◆ **EXERCISE**
In the mailing-list reply below about a Perl regex issue:
1. Which Perl version is being used, and on what operating system?
2. What string is assigned to $f inside the subroutine?
3. According to the reply, why will the matching operator fail?
** START OF SOURCE PASSAGE **
[Seattle-SAGE] Re: [SLL] Need perl help - regex issue

Tim Maher linux at consultix-inc.com
Mon Oct 24 14:41:40 PDT 2005

On Mon, Oct 24, 2005 at 01:39:54PM -0700, Ski Kacoroski wrote:
> Hi,
> I have a problem with regexes. 

IMHO, you're wrong about that; your problems seems to have to do with
misunderstanding of $1, subroutines, and warning messages .

> I am using perl v5.8.5 on linux.  From a 
> perl debug session:
> I create a subroutine that drops everything after the space in the 
> variable $f:
>   DB<18> sub test { $f = "first_in_sub"; $f =~ /(.*)\s.*$/; print $1;}

The matching operator will fail, because the white-space
character required by \s isn't present in $f, and that will
prevent $1 from being set; if you've got warnings enabled,
print will tell you that (assuming $1 wasn't already set
elsewhere in your program).
** END OF SOURCE PASSAGE **
** START OF SOURCE DATA **
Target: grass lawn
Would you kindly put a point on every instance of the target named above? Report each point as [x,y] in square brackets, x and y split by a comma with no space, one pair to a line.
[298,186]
** END OF SOURCE DATA **
◆ **EXERCISE OUTPUT**
1. Perl v5.8.5 on Linux.
2. "first_in_sub"
3. The white-space character required by \s isn't present in $f.